— START Supplied entries —

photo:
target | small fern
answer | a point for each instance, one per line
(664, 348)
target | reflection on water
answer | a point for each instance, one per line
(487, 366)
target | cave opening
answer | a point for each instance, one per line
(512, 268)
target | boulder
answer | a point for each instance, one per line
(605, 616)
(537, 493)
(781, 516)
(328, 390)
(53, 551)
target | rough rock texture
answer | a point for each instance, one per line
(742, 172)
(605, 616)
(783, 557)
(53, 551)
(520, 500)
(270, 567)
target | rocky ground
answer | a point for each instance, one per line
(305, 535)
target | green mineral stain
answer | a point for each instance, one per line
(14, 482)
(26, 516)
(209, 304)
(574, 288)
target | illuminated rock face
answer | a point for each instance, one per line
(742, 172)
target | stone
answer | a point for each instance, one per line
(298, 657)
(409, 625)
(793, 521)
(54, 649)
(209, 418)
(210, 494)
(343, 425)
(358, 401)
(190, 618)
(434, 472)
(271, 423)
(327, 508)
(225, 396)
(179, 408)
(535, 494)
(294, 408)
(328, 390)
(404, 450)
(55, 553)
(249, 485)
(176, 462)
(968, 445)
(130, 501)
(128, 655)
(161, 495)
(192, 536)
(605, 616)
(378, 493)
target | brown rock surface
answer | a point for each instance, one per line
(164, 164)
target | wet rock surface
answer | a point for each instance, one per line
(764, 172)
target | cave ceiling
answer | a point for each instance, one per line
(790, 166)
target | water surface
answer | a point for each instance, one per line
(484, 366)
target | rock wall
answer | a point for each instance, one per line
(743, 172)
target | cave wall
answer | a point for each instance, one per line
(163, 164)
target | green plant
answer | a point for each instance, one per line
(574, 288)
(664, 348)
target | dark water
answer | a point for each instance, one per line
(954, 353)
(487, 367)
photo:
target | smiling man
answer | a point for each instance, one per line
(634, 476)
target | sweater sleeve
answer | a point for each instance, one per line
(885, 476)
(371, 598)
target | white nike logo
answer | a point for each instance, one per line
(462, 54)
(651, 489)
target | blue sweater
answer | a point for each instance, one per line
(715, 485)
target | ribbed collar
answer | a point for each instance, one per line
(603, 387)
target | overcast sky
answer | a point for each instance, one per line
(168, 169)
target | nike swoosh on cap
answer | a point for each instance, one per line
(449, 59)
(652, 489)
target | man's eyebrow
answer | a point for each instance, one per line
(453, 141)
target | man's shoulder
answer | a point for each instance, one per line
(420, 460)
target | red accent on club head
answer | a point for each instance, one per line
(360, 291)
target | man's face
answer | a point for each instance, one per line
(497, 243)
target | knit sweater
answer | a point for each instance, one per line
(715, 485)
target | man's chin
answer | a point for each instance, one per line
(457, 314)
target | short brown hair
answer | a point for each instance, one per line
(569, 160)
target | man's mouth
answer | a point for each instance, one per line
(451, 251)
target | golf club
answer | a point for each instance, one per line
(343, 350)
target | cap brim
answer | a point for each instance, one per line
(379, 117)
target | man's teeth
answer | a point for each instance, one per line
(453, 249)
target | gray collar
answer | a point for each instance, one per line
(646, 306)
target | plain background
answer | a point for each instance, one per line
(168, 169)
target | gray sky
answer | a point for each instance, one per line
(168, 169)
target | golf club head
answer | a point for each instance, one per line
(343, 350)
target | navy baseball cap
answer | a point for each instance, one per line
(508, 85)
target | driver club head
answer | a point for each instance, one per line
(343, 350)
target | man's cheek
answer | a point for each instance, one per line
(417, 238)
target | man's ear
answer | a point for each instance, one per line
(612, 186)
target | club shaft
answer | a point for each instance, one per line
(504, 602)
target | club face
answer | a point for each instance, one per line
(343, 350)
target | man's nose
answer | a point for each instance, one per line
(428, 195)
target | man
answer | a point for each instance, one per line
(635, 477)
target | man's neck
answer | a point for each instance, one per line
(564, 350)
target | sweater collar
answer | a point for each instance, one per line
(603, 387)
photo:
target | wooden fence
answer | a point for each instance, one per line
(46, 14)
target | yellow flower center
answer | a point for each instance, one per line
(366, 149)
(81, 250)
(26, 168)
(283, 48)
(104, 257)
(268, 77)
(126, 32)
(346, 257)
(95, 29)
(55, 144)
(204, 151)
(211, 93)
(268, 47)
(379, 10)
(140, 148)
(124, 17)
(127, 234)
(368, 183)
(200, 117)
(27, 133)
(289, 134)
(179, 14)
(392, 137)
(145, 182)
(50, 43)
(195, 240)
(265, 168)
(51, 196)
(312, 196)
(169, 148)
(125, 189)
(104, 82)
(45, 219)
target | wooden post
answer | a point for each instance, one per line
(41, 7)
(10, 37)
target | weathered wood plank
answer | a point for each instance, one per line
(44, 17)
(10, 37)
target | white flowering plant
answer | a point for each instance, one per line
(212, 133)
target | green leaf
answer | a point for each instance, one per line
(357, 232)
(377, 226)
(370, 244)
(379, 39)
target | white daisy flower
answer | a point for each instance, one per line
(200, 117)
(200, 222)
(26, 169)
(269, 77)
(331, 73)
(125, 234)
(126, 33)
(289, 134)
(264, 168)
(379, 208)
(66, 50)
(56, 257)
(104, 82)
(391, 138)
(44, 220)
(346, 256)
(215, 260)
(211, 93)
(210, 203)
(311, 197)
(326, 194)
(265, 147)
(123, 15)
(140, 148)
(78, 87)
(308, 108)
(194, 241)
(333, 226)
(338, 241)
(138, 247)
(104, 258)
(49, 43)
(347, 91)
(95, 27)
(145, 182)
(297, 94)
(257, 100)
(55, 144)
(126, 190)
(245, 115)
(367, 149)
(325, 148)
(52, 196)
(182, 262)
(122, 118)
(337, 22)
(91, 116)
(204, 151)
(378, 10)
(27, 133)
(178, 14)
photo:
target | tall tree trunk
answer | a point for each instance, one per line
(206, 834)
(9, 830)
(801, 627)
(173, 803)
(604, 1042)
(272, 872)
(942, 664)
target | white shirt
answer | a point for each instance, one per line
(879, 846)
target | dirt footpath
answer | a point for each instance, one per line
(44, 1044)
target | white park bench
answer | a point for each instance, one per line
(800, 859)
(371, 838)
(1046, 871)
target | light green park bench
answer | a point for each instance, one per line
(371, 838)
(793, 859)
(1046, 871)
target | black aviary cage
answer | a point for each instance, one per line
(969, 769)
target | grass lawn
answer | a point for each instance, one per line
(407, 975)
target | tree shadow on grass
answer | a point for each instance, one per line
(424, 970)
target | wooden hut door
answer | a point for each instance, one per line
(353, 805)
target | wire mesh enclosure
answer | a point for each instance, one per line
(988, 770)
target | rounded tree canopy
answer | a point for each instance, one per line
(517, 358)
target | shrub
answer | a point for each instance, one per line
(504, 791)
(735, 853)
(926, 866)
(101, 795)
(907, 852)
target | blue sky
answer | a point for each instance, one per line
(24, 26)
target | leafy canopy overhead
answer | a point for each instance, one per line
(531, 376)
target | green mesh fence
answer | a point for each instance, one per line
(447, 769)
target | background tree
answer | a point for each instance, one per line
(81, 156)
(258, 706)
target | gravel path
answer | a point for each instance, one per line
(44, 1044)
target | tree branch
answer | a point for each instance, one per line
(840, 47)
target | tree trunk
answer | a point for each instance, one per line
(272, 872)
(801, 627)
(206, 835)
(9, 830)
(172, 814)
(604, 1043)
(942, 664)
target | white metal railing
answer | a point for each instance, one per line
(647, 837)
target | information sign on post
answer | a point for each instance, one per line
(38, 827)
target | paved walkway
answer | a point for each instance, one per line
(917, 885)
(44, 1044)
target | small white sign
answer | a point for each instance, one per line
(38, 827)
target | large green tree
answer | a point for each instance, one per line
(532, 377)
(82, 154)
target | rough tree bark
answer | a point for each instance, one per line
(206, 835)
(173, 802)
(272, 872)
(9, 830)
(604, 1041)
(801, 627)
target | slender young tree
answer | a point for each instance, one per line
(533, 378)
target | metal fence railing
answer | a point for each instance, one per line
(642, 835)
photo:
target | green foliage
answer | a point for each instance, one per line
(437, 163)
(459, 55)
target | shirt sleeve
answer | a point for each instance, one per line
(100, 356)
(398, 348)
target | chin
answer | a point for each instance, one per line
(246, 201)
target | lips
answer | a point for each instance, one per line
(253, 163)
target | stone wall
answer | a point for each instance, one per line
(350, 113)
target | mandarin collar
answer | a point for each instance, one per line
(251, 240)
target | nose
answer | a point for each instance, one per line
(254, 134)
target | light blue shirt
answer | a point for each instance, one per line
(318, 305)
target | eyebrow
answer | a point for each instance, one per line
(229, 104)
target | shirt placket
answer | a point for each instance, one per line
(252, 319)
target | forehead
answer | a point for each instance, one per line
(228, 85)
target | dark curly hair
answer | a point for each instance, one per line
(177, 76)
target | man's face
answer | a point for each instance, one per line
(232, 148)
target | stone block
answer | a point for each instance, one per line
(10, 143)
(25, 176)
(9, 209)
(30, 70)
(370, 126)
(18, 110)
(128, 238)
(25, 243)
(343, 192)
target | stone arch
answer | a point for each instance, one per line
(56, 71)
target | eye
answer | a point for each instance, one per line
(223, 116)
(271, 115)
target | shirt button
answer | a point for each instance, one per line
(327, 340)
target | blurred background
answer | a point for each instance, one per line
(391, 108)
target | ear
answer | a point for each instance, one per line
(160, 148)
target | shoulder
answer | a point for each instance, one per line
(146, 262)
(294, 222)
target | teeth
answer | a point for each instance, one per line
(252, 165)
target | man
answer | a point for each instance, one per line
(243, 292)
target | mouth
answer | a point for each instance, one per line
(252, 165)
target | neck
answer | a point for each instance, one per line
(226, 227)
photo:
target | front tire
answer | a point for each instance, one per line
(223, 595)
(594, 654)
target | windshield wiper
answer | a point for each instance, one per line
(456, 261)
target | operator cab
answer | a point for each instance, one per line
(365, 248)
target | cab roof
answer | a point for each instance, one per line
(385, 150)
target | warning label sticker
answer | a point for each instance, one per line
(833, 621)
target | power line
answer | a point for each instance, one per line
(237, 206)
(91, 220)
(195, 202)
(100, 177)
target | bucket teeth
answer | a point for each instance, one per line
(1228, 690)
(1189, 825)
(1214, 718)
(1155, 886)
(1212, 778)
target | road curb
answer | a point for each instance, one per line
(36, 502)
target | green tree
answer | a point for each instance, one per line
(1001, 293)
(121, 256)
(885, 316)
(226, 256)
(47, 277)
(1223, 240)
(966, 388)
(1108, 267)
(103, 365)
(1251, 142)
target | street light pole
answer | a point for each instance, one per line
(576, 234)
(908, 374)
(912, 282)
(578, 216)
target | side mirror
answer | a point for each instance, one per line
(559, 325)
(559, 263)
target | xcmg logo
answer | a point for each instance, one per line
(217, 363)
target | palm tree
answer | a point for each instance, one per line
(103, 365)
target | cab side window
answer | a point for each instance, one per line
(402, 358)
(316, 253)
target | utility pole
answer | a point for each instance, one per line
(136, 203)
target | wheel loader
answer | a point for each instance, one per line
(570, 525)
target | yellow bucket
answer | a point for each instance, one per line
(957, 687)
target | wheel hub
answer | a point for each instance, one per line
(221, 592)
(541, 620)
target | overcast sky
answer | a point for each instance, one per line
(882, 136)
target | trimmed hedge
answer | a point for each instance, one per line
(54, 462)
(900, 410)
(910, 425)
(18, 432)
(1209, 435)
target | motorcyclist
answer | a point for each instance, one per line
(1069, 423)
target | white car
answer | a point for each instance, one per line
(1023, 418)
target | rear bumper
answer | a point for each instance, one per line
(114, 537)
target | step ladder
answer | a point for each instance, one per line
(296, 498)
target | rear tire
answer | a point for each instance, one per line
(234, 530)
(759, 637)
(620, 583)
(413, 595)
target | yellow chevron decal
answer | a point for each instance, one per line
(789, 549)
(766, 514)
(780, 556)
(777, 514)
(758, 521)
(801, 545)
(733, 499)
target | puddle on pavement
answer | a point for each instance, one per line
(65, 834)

— END Supplied entries —

Copy out every line from the one containing "target | power line" to the end of the material, both ends included.

target | power line
answer | a point for each instance, one per line
(237, 206)
(91, 220)
(195, 202)
(100, 177)
target | bucket teeth
answer | a point for each instance, one per line
(1228, 690)
(1189, 825)
(1214, 718)
(1155, 886)
(1212, 778)
target | road curb
answer | a point for each instance, one per line
(36, 502)
target | green tree
answer | a point for each instance, one per line
(1001, 293)
(121, 256)
(885, 316)
(226, 256)
(47, 277)
(1223, 240)
(966, 388)
(1108, 267)
(103, 365)
(1251, 142)
target | street light pole
answer | a point for each instance, one per line
(576, 234)
(908, 374)
(912, 282)
(578, 216)
target | side mirror
answer | a point for each instance, one per line
(559, 325)
(559, 263)
target | xcmg logo
answer | a point for each instance, one per line
(217, 363)
target | palm tree
answer | a point for each instance, one per line
(103, 365)
target | cab side window
answer | a point for each instance, one per line
(402, 358)
(316, 253)
target | utility pole
answer | a point for each instance, one per line
(136, 203)
target | wheel loader
answer | a point for each instance, one per line
(570, 525)
target | yellow bucket
answer | a point for each instance, one per line
(957, 687)
target | wheel hub
answer | a point for each instance, one per line
(221, 592)
(541, 620)
target | overcast sky
answer | a point for each instance, one per line
(882, 136)
target | trimmed hedge
answer | a point for each instance, one per line
(54, 462)
(900, 410)
(910, 425)
(18, 432)
(1209, 435)
target | motorcyclist
answer | a point for each instance, one per line
(1069, 423)
target | white car
answer | a point for each instance, one per line
(1023, 418)
target | rear bumper
answer | a point for each instance, one per line
(114, 537)
target | step ladder
answer | a point for each instance, one per line
(296, 498)
target | rear tire
answer | a point for each instance, one per line
(234, 530)
(759, 637)
(620, 583)
(413, 595)
target | yellow chevron decal
answer | a point for each instance, one per line
(789, 549)
(766, 514)
(780, 556)
(777, 514)
(758, 521)
(801, 545)
(733, 499)
target | puddle on pavement
answer | a point for each instance, one per line
(65, 834)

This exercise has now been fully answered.